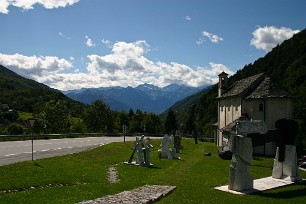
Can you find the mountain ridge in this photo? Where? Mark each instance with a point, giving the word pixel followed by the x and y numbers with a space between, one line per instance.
pixel 145 97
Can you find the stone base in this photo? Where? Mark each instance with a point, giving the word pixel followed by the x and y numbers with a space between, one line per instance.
pixel 259 185
pixel 143 195
pixel 134 163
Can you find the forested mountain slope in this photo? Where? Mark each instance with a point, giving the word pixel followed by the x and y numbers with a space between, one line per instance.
pixel 285 64
pixel 23 94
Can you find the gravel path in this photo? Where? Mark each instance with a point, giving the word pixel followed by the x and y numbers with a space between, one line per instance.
pixel 142 195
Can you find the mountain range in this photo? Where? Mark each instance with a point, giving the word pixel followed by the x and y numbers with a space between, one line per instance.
pixel 145 97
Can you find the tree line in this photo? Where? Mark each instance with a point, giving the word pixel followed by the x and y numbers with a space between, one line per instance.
pixel 55 117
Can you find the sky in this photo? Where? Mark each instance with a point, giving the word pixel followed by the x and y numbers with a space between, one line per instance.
pixel 73 44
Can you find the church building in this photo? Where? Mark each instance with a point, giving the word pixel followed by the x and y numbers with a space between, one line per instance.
pixel 256 97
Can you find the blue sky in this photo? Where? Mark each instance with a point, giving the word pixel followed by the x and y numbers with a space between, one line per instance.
pixel 73 44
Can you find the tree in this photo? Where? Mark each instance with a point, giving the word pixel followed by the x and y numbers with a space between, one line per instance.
pixel 171 123
pixel 14 129
pixel 98 117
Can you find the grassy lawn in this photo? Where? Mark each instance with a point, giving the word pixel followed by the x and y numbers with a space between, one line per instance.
pixel 82 176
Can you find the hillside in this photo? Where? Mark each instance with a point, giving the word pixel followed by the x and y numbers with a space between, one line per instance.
pixel 145 97
pixel 23 94
pixel 285 64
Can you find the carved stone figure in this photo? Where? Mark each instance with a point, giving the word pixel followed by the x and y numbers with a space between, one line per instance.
pixel 139 147
pixel 285 163
pixel 147 148
pixel 240 178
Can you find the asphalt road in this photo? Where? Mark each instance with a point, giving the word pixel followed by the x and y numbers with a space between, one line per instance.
pixel 18 151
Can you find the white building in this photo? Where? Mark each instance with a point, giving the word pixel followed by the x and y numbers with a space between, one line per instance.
pixel 255 97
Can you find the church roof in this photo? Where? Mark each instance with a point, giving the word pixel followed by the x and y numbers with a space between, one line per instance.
pixel 268 89
pixel 256 87
pixel 242 86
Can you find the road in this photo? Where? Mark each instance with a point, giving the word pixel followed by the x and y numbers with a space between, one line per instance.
pixel 18 151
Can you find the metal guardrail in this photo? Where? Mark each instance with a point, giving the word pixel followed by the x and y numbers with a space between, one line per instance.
pixel 55 135
pixel 37 136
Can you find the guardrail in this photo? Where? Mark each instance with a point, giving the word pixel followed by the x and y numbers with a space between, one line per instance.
pixel 47 136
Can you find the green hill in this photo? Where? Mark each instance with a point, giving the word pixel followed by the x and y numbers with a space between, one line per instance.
pixel 285 64
pixel 24 94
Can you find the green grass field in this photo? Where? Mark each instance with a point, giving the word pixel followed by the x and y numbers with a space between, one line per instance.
pixel 83 176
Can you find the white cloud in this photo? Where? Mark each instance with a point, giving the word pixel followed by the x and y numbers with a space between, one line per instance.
pixel 89 42
pixel 64 36
pixel 107 43
pixel 126 65
pixel 212 37
pixel 266 38
pixel 200 41
pixel 29 4
pixel 4 4
pixel 34 67
pixel 187 18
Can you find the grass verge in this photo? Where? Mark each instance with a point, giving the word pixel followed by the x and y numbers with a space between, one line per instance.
pixel 83 176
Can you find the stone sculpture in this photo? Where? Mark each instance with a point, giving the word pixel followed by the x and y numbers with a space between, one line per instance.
pixel 285 163
pixel 240 178
pixel 147 154
pixel 139 148
pixel 168 149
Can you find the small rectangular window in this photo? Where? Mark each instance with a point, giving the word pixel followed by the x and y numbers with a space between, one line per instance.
pixel 261 107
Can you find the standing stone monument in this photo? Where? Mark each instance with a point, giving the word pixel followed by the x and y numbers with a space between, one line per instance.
pixel 240 178
pixel 285 163
pixel 147 154
pixel 139 147
pixel 168 149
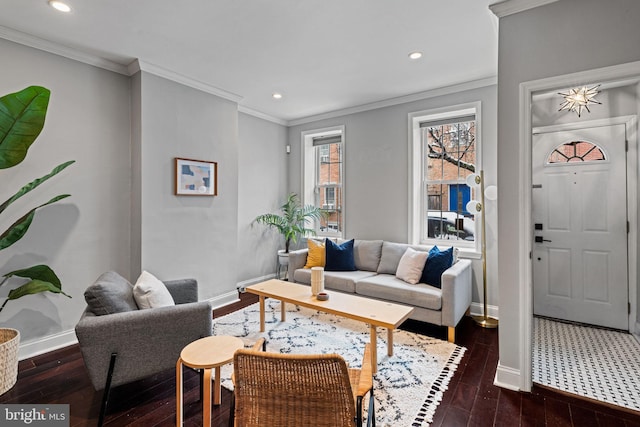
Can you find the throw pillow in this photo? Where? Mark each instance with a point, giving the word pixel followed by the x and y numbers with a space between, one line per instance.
pixel 339 257
pixel 110 293
pixel 316 254
pixel 150 292
pixel 437 262
pixel 411 266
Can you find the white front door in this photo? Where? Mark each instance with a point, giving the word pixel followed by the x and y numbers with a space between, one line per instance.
pixel 580 226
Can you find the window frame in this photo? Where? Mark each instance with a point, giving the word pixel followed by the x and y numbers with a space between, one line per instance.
pixel 417 203
pixel 310 161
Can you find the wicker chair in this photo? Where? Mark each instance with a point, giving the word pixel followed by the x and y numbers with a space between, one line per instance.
pixel 273 389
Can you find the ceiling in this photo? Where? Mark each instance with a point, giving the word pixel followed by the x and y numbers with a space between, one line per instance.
pixel 321 55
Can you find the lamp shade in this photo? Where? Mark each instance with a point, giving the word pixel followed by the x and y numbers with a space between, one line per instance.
pixel 474 207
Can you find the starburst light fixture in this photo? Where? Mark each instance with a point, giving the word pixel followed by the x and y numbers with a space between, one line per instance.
pixel 578 98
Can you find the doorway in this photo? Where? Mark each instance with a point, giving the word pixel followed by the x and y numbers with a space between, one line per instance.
pixel 579 211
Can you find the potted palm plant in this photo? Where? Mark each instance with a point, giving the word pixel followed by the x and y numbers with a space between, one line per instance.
pixel 22 116
pixel 292 224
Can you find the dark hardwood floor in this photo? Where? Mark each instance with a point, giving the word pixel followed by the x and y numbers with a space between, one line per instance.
pixel 471 400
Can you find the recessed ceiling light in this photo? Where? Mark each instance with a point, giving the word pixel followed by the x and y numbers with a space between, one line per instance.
pixel 58 5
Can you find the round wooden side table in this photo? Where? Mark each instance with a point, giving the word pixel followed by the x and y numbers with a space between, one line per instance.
pixel 206 353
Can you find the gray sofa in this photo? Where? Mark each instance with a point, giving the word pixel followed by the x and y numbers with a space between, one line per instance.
pixel 121 344
pixel 376 262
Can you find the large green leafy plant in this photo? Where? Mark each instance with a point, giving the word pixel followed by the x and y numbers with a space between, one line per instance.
pixel 293 221
pixel 22 116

■ What this task involves
Copy all of the lines above word for word, leaving out the pictures.

■ The result
Can you find the mountain ridge in this photo? Where? Mark each instance with a point, giving the word pixel followed by the x and y numbers with a space between, one line per instance.
pixel 145 97
Can you find the stone base in this photo? Where? Mark each instance with a point, giving the word pixel followed by the x and y numbers with a space between, one line per instance.
pixel 259 185
pixel 143 195
pixel 134 163
Can you find the forested mountain slope in this photo? Where? Mark each instance with a point, giving the word pixel followed by the x and y numbers with a space between, one line per instance.
pixel 285 64
pixel 23 94
Can you find the gravel path in this photo? Where? Mark each instance with a point, giving the word pixel followed by the x and y numbers with a space between, one line per instance.
pixel 142 195
Can you find the mountain range in this photo? Where? Mark each instance with a point, giving the word pixel followed by the x and y numbers with a space between, one line per instance.
pixel 145 97
Can you find the tree line in this photo? Where? Mark each instance with a point, giving the word pixel followed by the x and y numbers with a space between, one line per instance.
pixel 55 117
Can you find the sky in this photo? Where? Mark each instance with a point, giving the word pixel followed by the x and y numbers with a space between, one line per instance.
pixel 73 44
Can you find the church building in this photo? Where? Mark each instance with a point, giving the word pixel followed by the x and y numbers with a space between, one line per instance.
pixel 256 97
Can you find the blue sky in this photo? Where? Mark each instance with a point, giving the word pixel followed by the x and y numbers with a space between, one line per instance.
pixel 73 44
Can you find the tree in this photo? Where? Mark each instance with a point, giving the word pixel followed by the x and y numbers with a space between, one line per instance.
pixel 171 123
pixel 14 129
pixel 98 117
Can you find the grassy lawn in this photo? Where? Mark each instance with a point, giving the word pixel followed by the x and y numbers with a space between, one line per instance.
pixel 82 176
Can you find the hillside in this photo? Where? Mark each instance with a point, giving the word pixel followed by the x and y numbers with a space between, one line per instance.
pixel 145 97
pixel 23 94
pixel 285 64
Can you find the carved stone figure in this photo? Where? Mark each instance with a point, giving the word pixel followed by the x and y numbers with a space between, one line per instance.
pixel 139 147
pixel 285 163
pixel 147 148
pixel 240 178
Can you find the asphalt road in this photo? Where? Mark each instance with a point, giving the word pixel followed by the x and y numbers with a space between, one line per instance.
pixel 18 151
Can you find the white building in this photo? Where? Mark each instance with a point, giving the word pixel followed by the x and y numbers with a space between, one line per instance.
pixel 255 97
Can you find the church roof in this photo? Where? Mark each instance with a point, giving the word pixel followed by the x and y numbers with a space between, one line per instance.
pixel 268 89
pixel 256 87
pixel 242 86
Can you find the road in this photo? Where? Mark each instance with a point, giving the word pixel followed by the x and y numbers with a space between, one line per instance.
pixel 18 151
Can you find the metal guardrail in this photo? Where? Mark each instance with a point, giving the word pixel followed by the x and y numbers with a space between, one line per instance.
pixel 55 135
pixel 37 136
Can you find the guardrail in this photo? Where? Mark each instance with a point, giving the word pixel followed by the x and y numbers with a space between, one line per instance.
pixel 47 136
Can you find the green hill in this photo? Where? Mark each instance with a point, giving the word pixel followed by the x and y numbers with a space between, one line per instance.
pixel 285 64
pixel 24 94
Can you find the green grass field in this photo? Where? Mark each instance with a point, giving the word pixel followed by the x and y numbers with a space between, one line per instance.
pixel 83 176
Can you find the white cloud in this photo? Where? Mark each instance with a point, giving the word pixel followed by the x and y numbers with a space between, one line per instance.
pixel 89 42
pixel 64 36
pixel 107 43
pixel 126 65
pixel 212 37
pixel 266 38
pixel 200 41
pixel 29 4
pixel 4 4
pixel 34 67
pixel 187 18
Can you find the grass verge in this photo? Where? Mark each instance with a point, giving the word pixel followed by the x and y numbers with a space between, one line per instance.
pixel 83 176
Can you find the stone sculpture in this photo? Where? Mark each instance with a point, giving the word pixel followed by the x and y numbers with a space between, one line per instance.
pixel 285 163
pixel 240 178
pixel 147 154
pixel 139 148
pixel 168 149
Can you find the small rectangular window in this photo? Where? Mark each instance with a point, giving the word pixel followed by the x and y numbers with a space between, one line per instance.
pixel 261 107
Can you find the standing stone monument in this photo? Where? Mark each instance with a point, giving the word pixel followed by the x and y numbers with a space between, one line per instance.
pixel 240 178
pixel 285 163
pixel 147 154
pixel 139 147
pixel 168 149
Can you find the throw pillow in this photo? Where? Mark each instance with a point, giving the word pixel followed by the x and y numbers with a space between, one line per instance.
pixel 339 257
pixel 110 293
pixel 316 254
pixel 150 292
pixel 437 262
pixel 411 266
Can you find the white front door in this photo? Where? Mark each instance with a point, giving the word pixel followed by the x and y numbers with a space between, one line per instance.
pixel 580 226
Can you find the window frame in this photo? Where? Mark each instance with a point, giving the word pixel followed by the x and y numbers with a space between, one line per instance.
pixel 417 203
pixel 310 161
Can you find the wicker chair in this photo? Where? Mark each instance with a point, giving the word pixel followed by the x and y numbers with a space between, one line per instance.
pixel 273 389
Can you find the ceiling in this photo? Where? Mark each instance with a point, giving the word pixel followed by the x and y numbers with a space between, one line per instance.
pixel 321 55
Can you find the lamp shade in this photo? Where? Mark each instance with a point, giving the word pixel followed by the x and y numbers with a space between, one line per instance.
pixel 474 207
Can you find the starburst light fixture in this photo? Where? Mark each instance with a point, giving the word pixel followed by the x and y numbers with a space between, one line per instance.
pixel 578 98
Can you find the doorway in this photo? Where? Mark each instance with a point, giving the word pixel followed by the x and y numbers with a space between, one line per instance.
pixel 579 211
Can you find the potted palm plant in this photo? Where? Mark each instance with a point, giving the word pixel followed by the x and y numbers with a space between, one line per instance.
pixel 22 116
pixel 292 224
Can you find the dark hardwood floor in this photo? Where? Mark each instance with a point, giving the word pixel followed by the x and y numbers with a space between, one line per instance.
pixel 471 400
Can you find the recessed ceiling light in this photo? Where? Mark each instance with a point, giving the word pixel followed by the x and y numbers with a space between, one line per instance.
pixel 58 5
Can you find the round wooden side table in this photo? Where? Mark each instance with a point, giving the word pixel followed by the x and y numbers with a space between, one line per instance.
pixel 206 353
Can you find the gray sofa in this photo? Where? Mark each instance with a point, giving the word pixel followed by the x and y numbers with a space between, one line per instance.
pixel 121 344
pixel 376 262
Can you find the large green leafy plant in this photo? Where? Mark each instance with a point, giving the word pixel followed by the x and y numbers with a space between, one line per instance.
pixel 293 221
pixel 22 116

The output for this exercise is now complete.